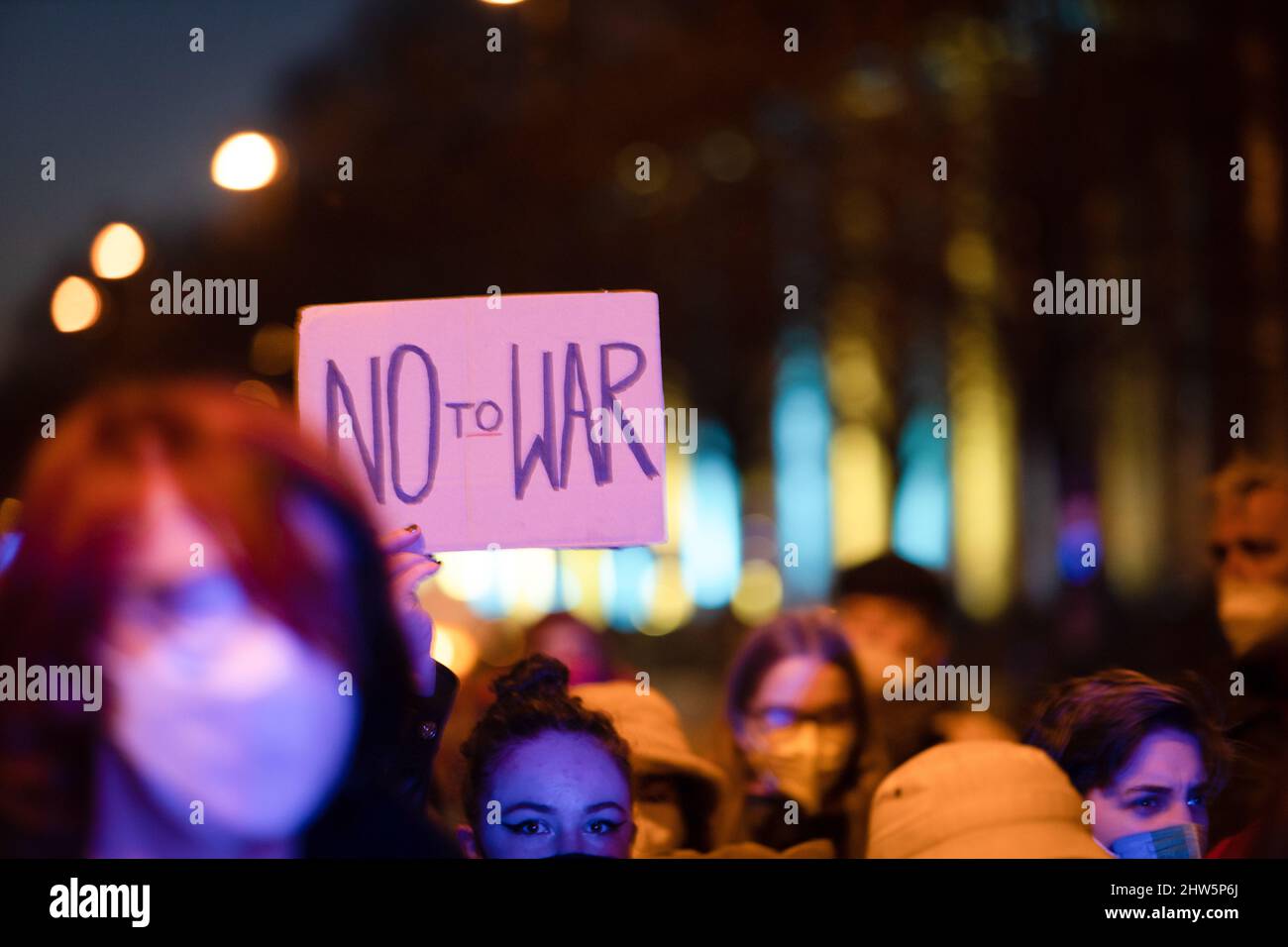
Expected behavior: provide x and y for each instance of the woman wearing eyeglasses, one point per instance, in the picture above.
(805, 762)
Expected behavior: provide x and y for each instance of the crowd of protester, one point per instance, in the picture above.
(281, 699)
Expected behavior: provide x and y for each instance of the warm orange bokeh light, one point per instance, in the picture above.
(245, 161)
(117, 252)
(75, 304)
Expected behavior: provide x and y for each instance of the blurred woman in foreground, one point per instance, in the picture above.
(228, 582)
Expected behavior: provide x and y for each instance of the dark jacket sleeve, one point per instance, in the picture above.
(423, 732)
--------------------------------
# Problem details
Return the entries verbatim, from the line containing "of the blurred" through the end of the entries.

# Problem solution
Expected behavior: provide x and y for each instance of the blurred woman in foreground, one point per instance, in the picture above.
(228, 582)
Expected behavior: provide x and y for each instance of the dark jacket sleeve, one point per instance, in the picture above.
(423, 732)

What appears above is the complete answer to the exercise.